Instructions for the task =>
All of the entries below should be copied exactly as they appear.

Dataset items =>
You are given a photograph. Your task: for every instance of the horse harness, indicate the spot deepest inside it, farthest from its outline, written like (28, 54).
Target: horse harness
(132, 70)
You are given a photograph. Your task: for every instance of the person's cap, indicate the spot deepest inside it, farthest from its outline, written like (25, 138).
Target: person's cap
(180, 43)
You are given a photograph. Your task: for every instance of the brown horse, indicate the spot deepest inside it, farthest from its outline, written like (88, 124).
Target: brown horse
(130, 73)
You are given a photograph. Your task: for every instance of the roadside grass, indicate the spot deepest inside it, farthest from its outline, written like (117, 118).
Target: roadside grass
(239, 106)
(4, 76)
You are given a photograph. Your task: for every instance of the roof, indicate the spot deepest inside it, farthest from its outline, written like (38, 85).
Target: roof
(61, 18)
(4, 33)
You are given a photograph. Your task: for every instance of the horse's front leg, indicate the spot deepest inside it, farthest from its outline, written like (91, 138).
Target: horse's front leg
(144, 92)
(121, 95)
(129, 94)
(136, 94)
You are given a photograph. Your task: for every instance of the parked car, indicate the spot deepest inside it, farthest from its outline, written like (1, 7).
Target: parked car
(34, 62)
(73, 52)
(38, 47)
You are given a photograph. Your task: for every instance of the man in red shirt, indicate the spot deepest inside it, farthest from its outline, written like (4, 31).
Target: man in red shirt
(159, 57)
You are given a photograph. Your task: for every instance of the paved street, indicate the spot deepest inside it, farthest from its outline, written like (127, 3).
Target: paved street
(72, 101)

Solution to the problem =>
You are given a photograph. Your task: for every instance of the horse harness, indicate the spot deepest inside it, farthest from its outline, written like (28, 54).
Target: horse harness
(132, 70)
You are given a photograph. Your task: for every instance of the person's cap, indicate the spot deepest inside it, farthest from its outline, written like (25, 138).
Target: person's cap
(180, 43)
You are given a photograph. Your task: for every instance of the brown horse, indicate the spot deepest inside it, farthest from its outline, written like (88, 124).
Target: brown horse
(130, 73)
You are given a photograph. Your task: for every instance of the roadside grass, indicate the spot deepest inside it, farthest from its outline, written like (117, 118).
Target: roadside grass
(239, 106)
(4, 76)
You are given a photograph. Your task: for every instance of the roof, indicate the spot deepest inside it, farthest from its outline, written like (38, 85).
Target: roof
(61, 18)
(4, 33)
You are given a photograph. Your task: for every instance of the horse's front leg, indicate the spot deepest inside it, farthest from its outline, written like (91, 138).
Target: horse's front leg
(144, 92)
(121, 95)
(129, 94)
(136, 94)
You are given a photograph. Your task: for every instance of the parked car, indicate the spot deepest inside it, farthest from its outline, written like (1, 7).
Target: parked car
(34, 62)
(73, 52)
(38, 47)
You are given a photograph. Your task: for every instance of the man in red shirt, indicate the spot deepest inside it, farthest from its outline, written like (4, 31).
Target: man in red shirt
(159, 57)
You are given a photograph. Your task: for every instance of the paved street, indicate the spot deepest inside it, farthest from its outline, written like (127, 3).
Target: paved street
(72, 101)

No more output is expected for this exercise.